WHAT THE TASK REQUIRES → Scan the data below for lines holding the word "fringe", and copy each line found.
--- START ---
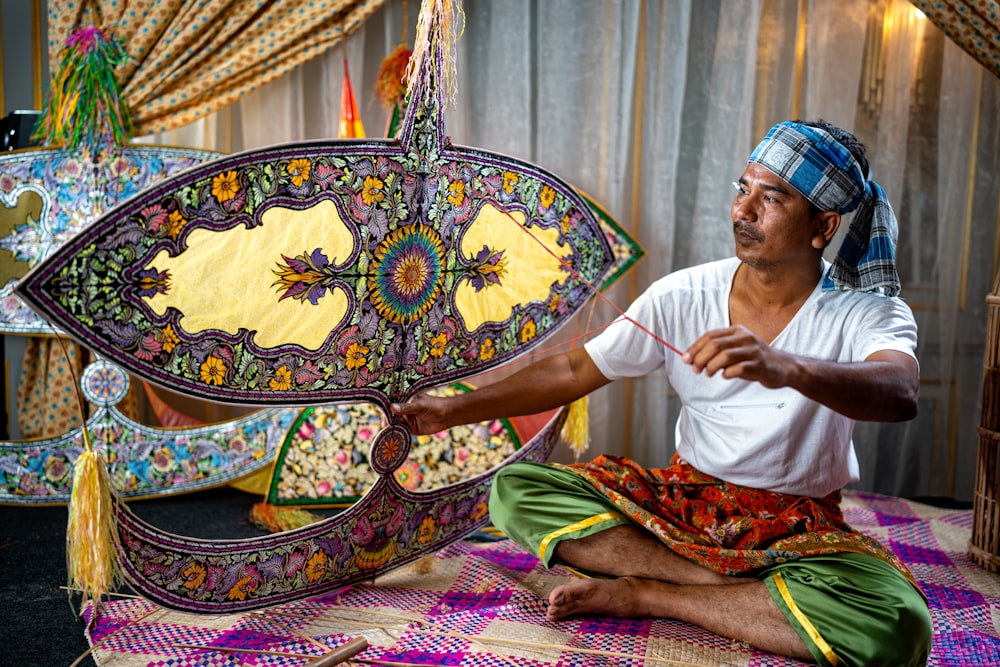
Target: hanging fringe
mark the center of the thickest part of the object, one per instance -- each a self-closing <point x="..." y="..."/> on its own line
<point x="576" y="429"/>
<point x="278" y="519"/>
<point x="91" y="536"/>
<point x="390" y="86"/>
<point x="86" y="107"/>
<point x="436" y="35"/>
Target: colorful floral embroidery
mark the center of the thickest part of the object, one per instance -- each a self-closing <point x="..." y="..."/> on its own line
<point x="407" y="273"/>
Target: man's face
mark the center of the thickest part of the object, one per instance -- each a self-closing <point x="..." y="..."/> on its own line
<point x="771" y="220"/>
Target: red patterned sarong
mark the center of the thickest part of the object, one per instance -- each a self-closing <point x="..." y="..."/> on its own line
<point x="724" y="527"/>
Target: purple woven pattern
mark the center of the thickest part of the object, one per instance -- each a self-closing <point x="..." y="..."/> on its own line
<point x="482" y="604"/>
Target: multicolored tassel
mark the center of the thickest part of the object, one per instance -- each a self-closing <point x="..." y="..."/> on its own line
<point x="85" y="107"/>
<point x="437" y="35"/>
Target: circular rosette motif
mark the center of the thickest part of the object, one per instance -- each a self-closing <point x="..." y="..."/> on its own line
<point x="390" y="449"/>
<point x="104" y="384"/>
<point x="407" y="273"/>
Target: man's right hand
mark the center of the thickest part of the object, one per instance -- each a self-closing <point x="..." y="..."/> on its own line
<point x="423" y="414"/>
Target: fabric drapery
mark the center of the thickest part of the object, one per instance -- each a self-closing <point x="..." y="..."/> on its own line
<point x="972" y="24"/>
<point x="189" y="58"/>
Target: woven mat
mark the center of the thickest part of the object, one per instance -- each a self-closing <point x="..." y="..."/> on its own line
<point x="481" y="604"/>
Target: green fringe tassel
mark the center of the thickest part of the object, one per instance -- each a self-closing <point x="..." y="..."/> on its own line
<point x="85" y="107"/>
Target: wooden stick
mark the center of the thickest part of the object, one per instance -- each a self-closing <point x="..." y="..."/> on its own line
<point x="224" y="649"/>
<point x="341" y="653"/>
<point x="501" y="640"/>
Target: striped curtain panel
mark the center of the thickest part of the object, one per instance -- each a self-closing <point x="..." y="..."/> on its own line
<point x="190" y="58"/>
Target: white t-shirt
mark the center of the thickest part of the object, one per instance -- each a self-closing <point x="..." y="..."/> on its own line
<point x="741" y="431"/>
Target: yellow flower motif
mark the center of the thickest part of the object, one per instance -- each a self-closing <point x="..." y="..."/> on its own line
<point x="547" y="196"/>
<point x="317" y="566"/>
<point x="565" y="223"/>
<point x="457" y="190"/>
<point x="509" y="181"/>
<point x="372" y="192"/>
<point x="194" y="576"/>
<point x="426" y="531"/>
<point x="528" y="331"/>
<point x="282" y="380"/>
<point x="298" y="169"/>
<point x="438" y="344"/>
<point x="225" y="186"/>
<point x="357" y="356"/>
<point x="170" y="339"/>
<point x="213" y="371"/>
<point x="175" y="223"/>
<point x="487" y="350"/>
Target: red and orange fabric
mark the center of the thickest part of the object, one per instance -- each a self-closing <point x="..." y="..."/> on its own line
<point x="727" y="528"/>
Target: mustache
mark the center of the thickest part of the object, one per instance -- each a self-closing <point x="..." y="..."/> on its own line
--- END ---
SOLUTION TO THE EXERCISE →
Target: hanging fringe
Target: green fringe tassel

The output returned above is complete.